(Beginning of RECORD SET)

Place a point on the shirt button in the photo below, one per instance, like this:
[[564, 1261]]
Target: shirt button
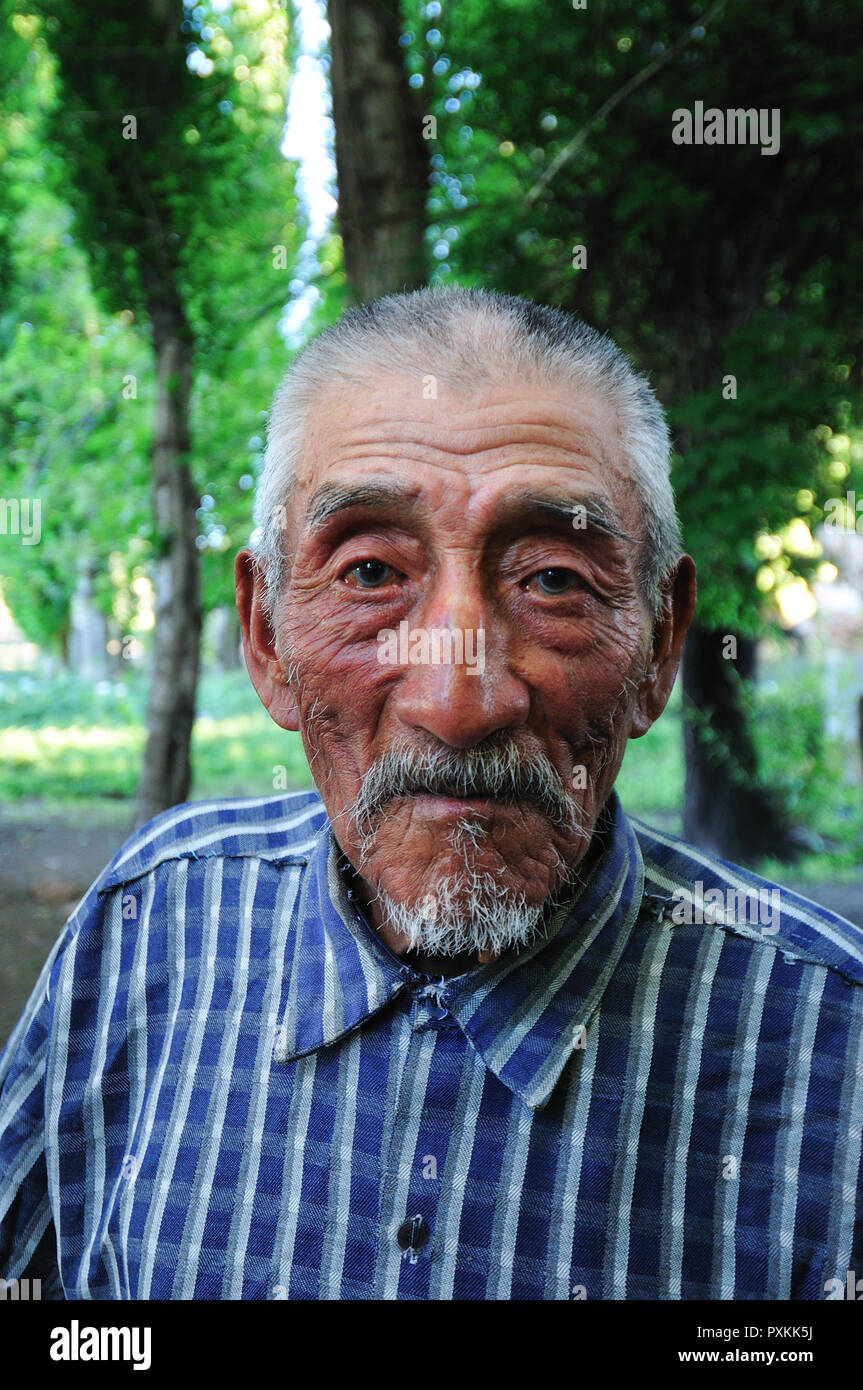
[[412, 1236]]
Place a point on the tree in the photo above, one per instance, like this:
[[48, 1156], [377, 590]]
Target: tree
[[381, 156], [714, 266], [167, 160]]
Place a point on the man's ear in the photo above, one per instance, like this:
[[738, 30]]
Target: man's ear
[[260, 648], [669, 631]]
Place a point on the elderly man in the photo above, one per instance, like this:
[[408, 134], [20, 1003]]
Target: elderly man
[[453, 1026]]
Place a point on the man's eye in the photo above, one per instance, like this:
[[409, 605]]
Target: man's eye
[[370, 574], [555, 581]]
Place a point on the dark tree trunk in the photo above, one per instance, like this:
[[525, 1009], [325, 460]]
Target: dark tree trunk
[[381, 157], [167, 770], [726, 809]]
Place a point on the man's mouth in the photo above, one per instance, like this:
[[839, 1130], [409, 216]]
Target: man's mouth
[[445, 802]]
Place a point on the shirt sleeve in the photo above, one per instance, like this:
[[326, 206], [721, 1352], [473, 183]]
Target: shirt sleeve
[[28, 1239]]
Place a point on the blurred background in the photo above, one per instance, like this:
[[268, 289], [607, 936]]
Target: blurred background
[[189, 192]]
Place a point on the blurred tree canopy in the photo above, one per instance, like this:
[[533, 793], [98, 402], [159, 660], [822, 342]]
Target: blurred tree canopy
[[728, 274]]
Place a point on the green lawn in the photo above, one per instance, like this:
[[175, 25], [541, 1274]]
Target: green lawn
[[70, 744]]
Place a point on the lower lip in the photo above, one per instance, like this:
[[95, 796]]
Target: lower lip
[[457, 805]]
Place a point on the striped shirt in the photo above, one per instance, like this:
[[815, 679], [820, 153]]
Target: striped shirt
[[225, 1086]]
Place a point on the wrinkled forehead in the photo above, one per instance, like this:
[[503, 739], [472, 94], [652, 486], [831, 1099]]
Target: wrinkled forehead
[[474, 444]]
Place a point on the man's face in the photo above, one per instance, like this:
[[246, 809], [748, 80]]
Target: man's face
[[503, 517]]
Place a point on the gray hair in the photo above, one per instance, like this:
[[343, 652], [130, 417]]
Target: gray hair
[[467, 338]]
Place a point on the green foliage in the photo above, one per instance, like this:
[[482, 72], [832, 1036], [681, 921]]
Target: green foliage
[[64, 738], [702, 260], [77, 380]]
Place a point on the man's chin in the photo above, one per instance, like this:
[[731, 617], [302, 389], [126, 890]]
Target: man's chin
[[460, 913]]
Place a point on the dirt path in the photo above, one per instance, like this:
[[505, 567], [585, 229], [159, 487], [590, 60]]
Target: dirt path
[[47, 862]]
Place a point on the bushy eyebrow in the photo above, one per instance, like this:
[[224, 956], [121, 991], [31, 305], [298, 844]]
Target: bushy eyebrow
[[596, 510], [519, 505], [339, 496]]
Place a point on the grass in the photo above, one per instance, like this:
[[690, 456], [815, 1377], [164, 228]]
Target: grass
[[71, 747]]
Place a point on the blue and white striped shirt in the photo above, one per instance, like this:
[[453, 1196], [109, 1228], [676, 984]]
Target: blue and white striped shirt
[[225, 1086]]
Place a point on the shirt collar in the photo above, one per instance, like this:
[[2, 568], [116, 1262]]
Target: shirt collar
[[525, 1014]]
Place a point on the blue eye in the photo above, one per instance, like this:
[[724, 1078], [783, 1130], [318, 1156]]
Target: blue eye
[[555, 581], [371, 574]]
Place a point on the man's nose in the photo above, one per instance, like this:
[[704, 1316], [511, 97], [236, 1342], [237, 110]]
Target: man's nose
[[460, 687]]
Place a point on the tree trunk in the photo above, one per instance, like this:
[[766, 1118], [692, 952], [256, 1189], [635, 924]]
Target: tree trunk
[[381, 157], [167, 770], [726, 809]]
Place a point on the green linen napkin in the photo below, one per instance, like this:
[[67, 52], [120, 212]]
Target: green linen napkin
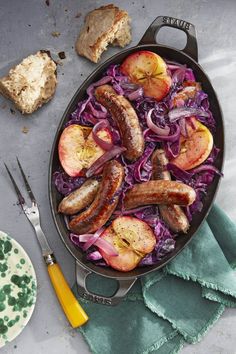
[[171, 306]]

(End of RECORD SET)

# EXERCISE BRIEF
A word-for-word copy of the lines above from the one with "Place a point on the man's ear" through the one with "[[839, 1130], [409, 216]]", inclusive, is the only output wanted.

# RESPONSE
Place a point on the man's ear in the photo above, one per instance, like this:
[[738, 30]]
Target: man's ear
[[260, 648], [669, 631]]
Place a point on the elderly man in the photo above, one per instance, like this:
[[408, 134], [20, 1003]]
Target: elderly man
[[453, 1026]]
Place a point on the man's eye in the photo above, one per instance, like this:
[[409, 605]]
Target: man's eye
[[370, 574], [555, 581]]
Place a point on the dark tree trunk in the photo above, one per instance, like this:
[[525, 1009], [325, 460]]
Target: dark tree trunk
[[381, 157], [167, 770], [726, 809]]
Place a point on the man's mouth in the photo above, one per instance, like this:
[[839, 1130], [409, 216]]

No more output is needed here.